Collected data entries:
>>

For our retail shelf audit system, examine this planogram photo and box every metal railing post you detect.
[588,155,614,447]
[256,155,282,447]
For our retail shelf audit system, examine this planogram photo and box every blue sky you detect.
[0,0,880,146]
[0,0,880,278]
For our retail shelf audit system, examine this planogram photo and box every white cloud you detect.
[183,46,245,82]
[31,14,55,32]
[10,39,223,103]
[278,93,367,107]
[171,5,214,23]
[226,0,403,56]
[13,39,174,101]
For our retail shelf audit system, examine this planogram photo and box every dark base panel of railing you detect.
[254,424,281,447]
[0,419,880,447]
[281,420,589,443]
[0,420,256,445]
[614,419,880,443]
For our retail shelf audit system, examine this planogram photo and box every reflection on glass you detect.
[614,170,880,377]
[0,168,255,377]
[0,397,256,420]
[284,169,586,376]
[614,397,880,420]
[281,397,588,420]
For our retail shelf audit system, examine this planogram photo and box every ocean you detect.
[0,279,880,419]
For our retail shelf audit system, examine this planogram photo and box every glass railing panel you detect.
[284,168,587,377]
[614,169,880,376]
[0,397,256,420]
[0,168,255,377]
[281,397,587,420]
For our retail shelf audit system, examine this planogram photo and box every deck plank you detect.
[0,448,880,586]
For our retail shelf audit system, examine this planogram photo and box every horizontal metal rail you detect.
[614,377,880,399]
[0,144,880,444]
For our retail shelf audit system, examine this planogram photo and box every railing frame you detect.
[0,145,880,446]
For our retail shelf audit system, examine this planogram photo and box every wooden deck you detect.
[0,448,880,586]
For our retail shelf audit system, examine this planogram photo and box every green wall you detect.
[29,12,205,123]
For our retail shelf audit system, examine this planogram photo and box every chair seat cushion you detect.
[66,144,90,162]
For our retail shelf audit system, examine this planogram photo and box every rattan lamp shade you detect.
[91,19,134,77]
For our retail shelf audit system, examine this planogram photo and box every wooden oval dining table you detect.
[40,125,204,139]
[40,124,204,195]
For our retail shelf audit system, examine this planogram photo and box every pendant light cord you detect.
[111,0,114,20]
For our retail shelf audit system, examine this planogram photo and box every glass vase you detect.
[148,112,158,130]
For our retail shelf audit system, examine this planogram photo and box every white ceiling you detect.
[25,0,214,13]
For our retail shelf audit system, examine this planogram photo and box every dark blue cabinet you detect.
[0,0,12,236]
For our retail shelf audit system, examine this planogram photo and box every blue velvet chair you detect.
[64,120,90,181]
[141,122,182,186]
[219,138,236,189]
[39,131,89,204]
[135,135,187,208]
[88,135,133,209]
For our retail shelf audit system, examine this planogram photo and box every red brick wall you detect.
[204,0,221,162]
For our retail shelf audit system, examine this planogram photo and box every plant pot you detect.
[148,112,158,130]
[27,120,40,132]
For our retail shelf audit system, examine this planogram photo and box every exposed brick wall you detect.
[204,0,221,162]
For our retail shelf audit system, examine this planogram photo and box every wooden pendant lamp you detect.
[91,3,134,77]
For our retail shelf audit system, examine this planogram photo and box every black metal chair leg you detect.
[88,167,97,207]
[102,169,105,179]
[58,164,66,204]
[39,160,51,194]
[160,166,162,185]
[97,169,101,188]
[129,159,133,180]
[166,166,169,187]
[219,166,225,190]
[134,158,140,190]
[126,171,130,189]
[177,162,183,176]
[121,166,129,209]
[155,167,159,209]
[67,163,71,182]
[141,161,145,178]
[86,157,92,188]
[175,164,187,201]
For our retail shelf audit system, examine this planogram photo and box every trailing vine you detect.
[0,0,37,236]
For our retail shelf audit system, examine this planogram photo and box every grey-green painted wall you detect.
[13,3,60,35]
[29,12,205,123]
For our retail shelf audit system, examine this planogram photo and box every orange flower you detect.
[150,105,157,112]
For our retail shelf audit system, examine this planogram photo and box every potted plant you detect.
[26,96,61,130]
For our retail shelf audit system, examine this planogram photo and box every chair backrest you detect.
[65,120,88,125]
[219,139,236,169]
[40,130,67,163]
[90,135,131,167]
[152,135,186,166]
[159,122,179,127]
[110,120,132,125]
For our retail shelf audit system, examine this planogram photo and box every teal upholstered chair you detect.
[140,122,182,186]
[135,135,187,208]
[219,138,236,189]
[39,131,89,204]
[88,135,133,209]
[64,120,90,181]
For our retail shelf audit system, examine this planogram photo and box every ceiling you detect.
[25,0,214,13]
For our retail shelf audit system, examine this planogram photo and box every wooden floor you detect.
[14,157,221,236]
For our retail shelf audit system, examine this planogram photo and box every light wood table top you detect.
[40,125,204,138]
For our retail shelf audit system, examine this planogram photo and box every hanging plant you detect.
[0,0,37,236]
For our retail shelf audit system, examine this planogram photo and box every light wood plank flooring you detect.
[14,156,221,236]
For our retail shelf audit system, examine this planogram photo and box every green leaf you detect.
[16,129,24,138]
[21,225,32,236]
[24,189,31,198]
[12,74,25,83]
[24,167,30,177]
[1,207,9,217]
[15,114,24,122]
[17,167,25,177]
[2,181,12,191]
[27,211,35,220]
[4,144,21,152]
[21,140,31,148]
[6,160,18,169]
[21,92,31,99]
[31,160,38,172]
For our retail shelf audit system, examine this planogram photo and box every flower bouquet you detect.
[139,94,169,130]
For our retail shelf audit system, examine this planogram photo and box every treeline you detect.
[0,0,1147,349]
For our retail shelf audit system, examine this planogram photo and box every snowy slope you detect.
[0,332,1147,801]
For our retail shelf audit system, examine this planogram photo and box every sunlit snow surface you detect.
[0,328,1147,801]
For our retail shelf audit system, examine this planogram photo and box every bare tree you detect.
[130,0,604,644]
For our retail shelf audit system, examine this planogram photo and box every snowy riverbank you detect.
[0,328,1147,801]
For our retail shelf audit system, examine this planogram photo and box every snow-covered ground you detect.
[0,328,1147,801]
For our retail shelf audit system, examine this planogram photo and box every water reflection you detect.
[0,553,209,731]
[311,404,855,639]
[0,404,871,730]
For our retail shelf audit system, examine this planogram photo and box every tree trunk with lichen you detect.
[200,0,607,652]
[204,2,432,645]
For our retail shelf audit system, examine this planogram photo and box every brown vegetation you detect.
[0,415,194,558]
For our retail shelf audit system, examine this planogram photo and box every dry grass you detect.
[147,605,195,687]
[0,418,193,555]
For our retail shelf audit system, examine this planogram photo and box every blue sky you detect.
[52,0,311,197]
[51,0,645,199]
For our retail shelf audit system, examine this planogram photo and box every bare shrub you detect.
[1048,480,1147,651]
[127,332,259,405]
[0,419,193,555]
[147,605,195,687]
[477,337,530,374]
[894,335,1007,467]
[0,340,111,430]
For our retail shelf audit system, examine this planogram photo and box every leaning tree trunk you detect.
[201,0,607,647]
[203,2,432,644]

<<

> DIRECTION
Change every occurrence of "retail shelf audit system" in the listing above to "warehouse inventory tool" and reproduce the whole listing with nothing else altered.

> FULL RESPONSE
For our warehouse inventory tool, examine this planogram photo and box every metal railing post you detect.
[588,155,614,447]
[256,155,282,447]
For our warehouse inventory tool, examine this planogram photo and box every blue sky you detect.
[0,0,880,146]
[0,0,880,278]
For our warehouse inventory tool, examine this planogram photo and box every white cloud you detect.
[183,46,245,82]
[31,14,55,32]
[10,39,223,103]
[278,93,367,107]
[171,5,214,23]
[226,0,403,56]
[13,39,174,101]
For our warehouse inventory tool, examine this planogram photo and box every dark base panel of railing you detect.
[254,424,281,447]
[0,419,880,447]
[281,420,589,443]
[0,420,256,445]
[614,419,880,443]
For our warehouse inventory tool, examine this planogram photo and box every reflection on glass you detect.
[614,170,880,377]
[0,168,255,377]
[0,397,256,420]
[284,169,586,376]
[614,397,880,420]
[281,397,588,420]
For our warehouse inventory tool, examine this planogram photo and box every ocean you detect.
[0,279,880,419]
For our warehouse inventory tool, examine this planogram photo and box every glass railing panel you detect.
[284,168,587,377]
[614,169,880,376]
[0,397,256,420]
[0,168,255,377]
[281,397,587,420]
For our warehouse inventory tool, examine this planogram photo and box every deck plank you detect.
[0,448,880,586]
For our warehouse inventory tool, examine this planogram photo and box every horizontal metal rail you detect.
[614,377,880,399]
[0,144,880,444]
For our warehouse inventory tool, examine this planogram photo and box every railing frame you detect.
[0,145,880,446]
For our warehouse inventory tool, examine this planogram photo and box every wooden deck you detect.
[0,448,880,586]
For our warehouse inventory tool, examine this planogram photo and box every green wall you detect.
[29,12,205,123]
For our warehouse inventory tool, examine this planogram photo and box every chair seat cushion you detect.
[66,144,90,162]
For our warehouse inventory tool, examine this planogram photo and box every rattan lamp shade you detect.
[91,19,134,77]
For our warehouse inventory tool, examine this planogram photo and box every wooden oval dining table you detect.
[40,125,204,139]
[40,124,204,195]
For our warehouse inventory tool, examine this planogram photo and box every pendant light cord you detect.
[111,0,114,20]
For our warehouse inventory tool, examine this planogram photo and box every glass vase you detect.
[148,112,158,130]
For our warehouse inventory tool, examine this planogram photo and box every white ceiling you detect.
[25,0,214,13]
For our warehouse inventory tool, examine this planogram photo and box every dark blue cabinet you detect.
[0,0,12,236]
For our warehouse inventory tool, examine this planogram photo and box every blue velvet chair you detect.
[64,120,90,181]
[141,122,182,186]
[219,138,236,189]
[39,131,89,204]
[135,135,187,208]
[88,135,133,209]
For our warehouse inventory tool, examine this planogram photo and box every red brick wall you detect.
[204,0,221,162]
For our warehouse inventory tool, examine this planogram photo and box every plant pot you detect.
[148,112,158,130]
[27,120,40,132]
For our warehouse inventory tool, examine this planogram photo and box every exposed brick wall you detect.
[204,0,221,162]
For our warehouse inventory tool, examine this planogram photo and box every wooden pendant lamp you detect.
[91,3,134,77]
For our warehouse inventory tool, examine this planogram photo and box every black metal chair leg you detect.
[88,167,97,207]
[102,169,105,179]
[58,164,66,204]
[39,160,51,194]
[160,166,162,185]
[97,169,101,188]
[129,159,133,180]
[166,166,169,187]
[219,166,225,190]
[134,158,140,190]
[126,171,130,189]
[177,162,183,176]
[121,166,129,209]
[155,167,159,209]
[67,163,71,182]
[141,161,145,178]
[86,157,92,188]
[175,164,187,201]
For our warehouse inventory tool, examine this planogram photo and box every trailing vine you detect.
[0,0,37,236]
For our warehouse inventory tool, examine this planogram photo and box every grey-green painted wall you detect.
[13,3,60,35]
[29,12,205,123]
For our warehouse inventory tool, examine this planogram photo and box every orange flower you detect.
[150,105,157,112]
For our warehouse inventory tool, examine this planogram photo and box every potted plant you detect.
[26,96,61,130]
For our warehouse inventory tool, examine this planogram photo and box every chair backrest you detect.
[65,120,88,125]
[219,139,236,169]
[40,130,67,163]
[90,135,131,167]
[152,135,186,166]
[159,122,179,127]
[110,120,132,125]
For our warehouse inventory tool, examine this planogram photo and box every teal upholstered chair you detect.
[140,122,182,186]
[135,135,187,208]
[219,138,236,189]
[39,131,89,204]
[88,135,133,209]
[64,120,90,181]
For our warehouse inventory tool, examine this planogram photo and box every ceiling you detect.
[25,0,214,13]
For our warehouse inventory tool, examine this planogram photo and box every wooden floor you detect.
[14,157,221,236]
For our warehouse inventory tool, examine this planogram photo and box every light wood table top you detect.
[40,125,204,138]
For our warehouse inventory tool, examine this planogram photo and box every hanging plant you detect.
[0,0,37,236]
For our warehouse inventory tool, examine this planogram photo and box every light wood plank flooring you detect.
[14,156,221,236]
For our warehouse inventory tool, examine this planogram photo and box every green leaf you detect.
[16,129,24,138]
[21,225,32,236]
[24,189,31,198]
[12,74,25,83]
[24,167,30,177]
[1,207,9,217]
[15,114,24,122]
[17,167,25,177]
[2,181,12,191]
[27,211,35,220]
[4,144,21,152]
[21,140,31,148]
[6,160,18,169]
[21,92,31,99]
[31,160,38,172]
For our warehouse inventory tool, examine this planogram photo and box every flower bouquet you detect.
[139,94,169,130]
For our warehouse inventory tool, examine this planogram photo and box every treeline you detect.
[0,0,1147,349]
For our warehouse inventory tool, examine this planogram photo and box every snowy slope you detect.
[0,332,1147,801]
For our warehouse inventory tool, examine this planogram photo and box every sunlit snow surface you detect.
[0,328,1147,801]
For our warehouse inventory tool, examine this planogram photo and box every bare tree you detect.
[130,0,604,644]
For our warehouse inventory tool, examine this planogram photo and box every snowy riverbank you detect.
[0,328,1147,801]
For our warehouse inventory tool, examine this planogram photo and box every snow-covered ground you detect.
[0,328,1147,801]
For our warehouse inventory tool, examine this planogram photo and box every water reflection you detect.
[0,553,209,731]
[311,404,855,639]
[0,404,871,730]
For our warehouse inventory tool, examine this planogram photo and box every tree trunk with lichen you detect.
[200,0,607,652]
[204,2,432,645]
For our warehouse inventory tool, examine this planogram photo and box every brown vegetation you detect.
[0,415,194,558]
For our warehouse inventory tool, examine this planogram photo and box every dry grass you detect.
[147,605,195,687]
[0,418,193,555]
For our warehouse inventory tool, examine this planogram photo and box every blue sky you detect.
[52,0,311,197]
[51,0,645,199]
For our warehouse inventory tool, examine this planogram photo and box every bare shrub you detect.
[1048,480,1147,651]
[127,332,259,405]
[0,419,193,555]
[147,605,195,687]
[477,337,530,374]
[894,335,1007,467]
[0,340,111,430]
For our warehouse inventory tool, examine this planogram photo and box every leaning tree trunk you detect.
[201,0,607,647]
[203,2,432,644]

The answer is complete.